Document text: Begin

Disability and writing
Updated: Jun 21
One of the topics I’m keen to explore is a writing life when you have a disability. I have a neuromuscular condition. It appears to be affecting my legs more than my upper body (at the moment). It comes with its own side effects, pain being one of them. It’s a rare condition and falls within the muscular dystrophy bracket of unknown diseases. So how does this correlate to writing? Let’s take the advice of write each day. In many ways it’s good advice but not for people like me.
This isn’t always achievable. When you have health management on top of everything else life demands then being consistently productive doesn’t always happen. There are days I can’t function beyond staying awake long enough to drink and eat. The thought of writing is still present but more of an irritant. I’m unable to do what I value doing and it makes me sad. Some would argue that this pressure is all self imposed. I’m a writer so just get on with it. But is it all self imposed?
Society places an expectation on those with a disability to function in the same way able-bodied people do despite the disability. If we don’t, we’re considered weak, lazy and a drain on the system. Why do you think the suicide rate among the disabled community is so high? Think about it. We all have a want to be the best person we can be despite limitations. When society adds additional limitations through attitude and discrimination then the task can seem insurmountable.
There was a time where, unbeknown to me, I was trying to lead an able-bodied life while having a physical disability. I had an idea something was up as policing is a physically demanding job. I ignored the signs and my body shut me down. I had to take notice and adapt. It wasn’t easy. I didn’t get up the next day and my life had miraculously changed. I had a police family who supported me as well as friends and family.

Document text: End
Supplied material: Begin

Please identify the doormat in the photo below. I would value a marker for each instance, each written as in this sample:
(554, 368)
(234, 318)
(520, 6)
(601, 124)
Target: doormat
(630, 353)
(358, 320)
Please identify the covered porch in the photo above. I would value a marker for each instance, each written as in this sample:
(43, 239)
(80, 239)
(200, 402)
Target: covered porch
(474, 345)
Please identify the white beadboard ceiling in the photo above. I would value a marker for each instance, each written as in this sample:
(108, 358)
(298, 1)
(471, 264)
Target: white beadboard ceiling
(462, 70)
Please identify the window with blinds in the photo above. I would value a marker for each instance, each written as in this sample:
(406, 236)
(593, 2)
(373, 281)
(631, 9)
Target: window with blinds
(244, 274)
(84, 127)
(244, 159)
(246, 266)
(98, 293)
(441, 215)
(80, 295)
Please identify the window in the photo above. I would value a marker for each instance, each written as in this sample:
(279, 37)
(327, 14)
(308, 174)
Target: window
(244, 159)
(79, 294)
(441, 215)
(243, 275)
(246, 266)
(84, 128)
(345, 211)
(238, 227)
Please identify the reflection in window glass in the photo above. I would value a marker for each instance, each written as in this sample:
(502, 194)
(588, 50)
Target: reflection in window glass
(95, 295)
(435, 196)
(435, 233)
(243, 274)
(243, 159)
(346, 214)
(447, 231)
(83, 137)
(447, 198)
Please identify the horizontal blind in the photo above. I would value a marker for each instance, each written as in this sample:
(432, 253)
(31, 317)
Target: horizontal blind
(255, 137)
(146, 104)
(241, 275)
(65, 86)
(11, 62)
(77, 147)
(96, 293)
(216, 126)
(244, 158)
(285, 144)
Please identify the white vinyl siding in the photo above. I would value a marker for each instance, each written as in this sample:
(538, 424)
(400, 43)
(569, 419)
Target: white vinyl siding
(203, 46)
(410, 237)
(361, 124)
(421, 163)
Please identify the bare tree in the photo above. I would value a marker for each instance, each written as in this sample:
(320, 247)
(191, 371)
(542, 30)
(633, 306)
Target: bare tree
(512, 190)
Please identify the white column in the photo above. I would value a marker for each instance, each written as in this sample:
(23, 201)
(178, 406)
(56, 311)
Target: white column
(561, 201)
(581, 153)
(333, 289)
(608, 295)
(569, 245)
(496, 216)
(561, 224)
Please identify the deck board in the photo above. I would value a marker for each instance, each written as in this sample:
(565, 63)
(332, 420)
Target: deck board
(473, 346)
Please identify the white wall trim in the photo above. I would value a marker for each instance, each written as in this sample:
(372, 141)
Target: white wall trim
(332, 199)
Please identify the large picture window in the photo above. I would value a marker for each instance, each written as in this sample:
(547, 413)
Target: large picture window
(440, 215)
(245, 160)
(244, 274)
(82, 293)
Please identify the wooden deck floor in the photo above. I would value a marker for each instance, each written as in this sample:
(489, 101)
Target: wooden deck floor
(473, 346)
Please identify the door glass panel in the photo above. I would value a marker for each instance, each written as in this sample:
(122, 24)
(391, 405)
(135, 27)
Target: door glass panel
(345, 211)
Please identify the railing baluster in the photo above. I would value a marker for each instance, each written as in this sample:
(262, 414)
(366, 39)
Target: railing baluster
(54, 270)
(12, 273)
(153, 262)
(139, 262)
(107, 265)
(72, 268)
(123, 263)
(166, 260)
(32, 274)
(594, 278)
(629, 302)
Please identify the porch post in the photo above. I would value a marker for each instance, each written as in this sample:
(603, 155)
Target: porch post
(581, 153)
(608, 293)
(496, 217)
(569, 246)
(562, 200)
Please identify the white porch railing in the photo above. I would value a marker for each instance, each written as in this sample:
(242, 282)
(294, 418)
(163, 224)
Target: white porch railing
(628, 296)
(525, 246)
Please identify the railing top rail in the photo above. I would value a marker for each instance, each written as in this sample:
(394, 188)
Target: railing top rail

Supplied material: End

- **Task A**:
In the post on disability and writing, what physically demanding job does the writer say they held?
- **Task B**:
According to the post on disability and writing, what are disabled people considered if they don't function the way able-bodied people do? List every label given.

- **Response box A**:
Policing.

- **Response box B**:
Weak, lazy, and a drain on the system.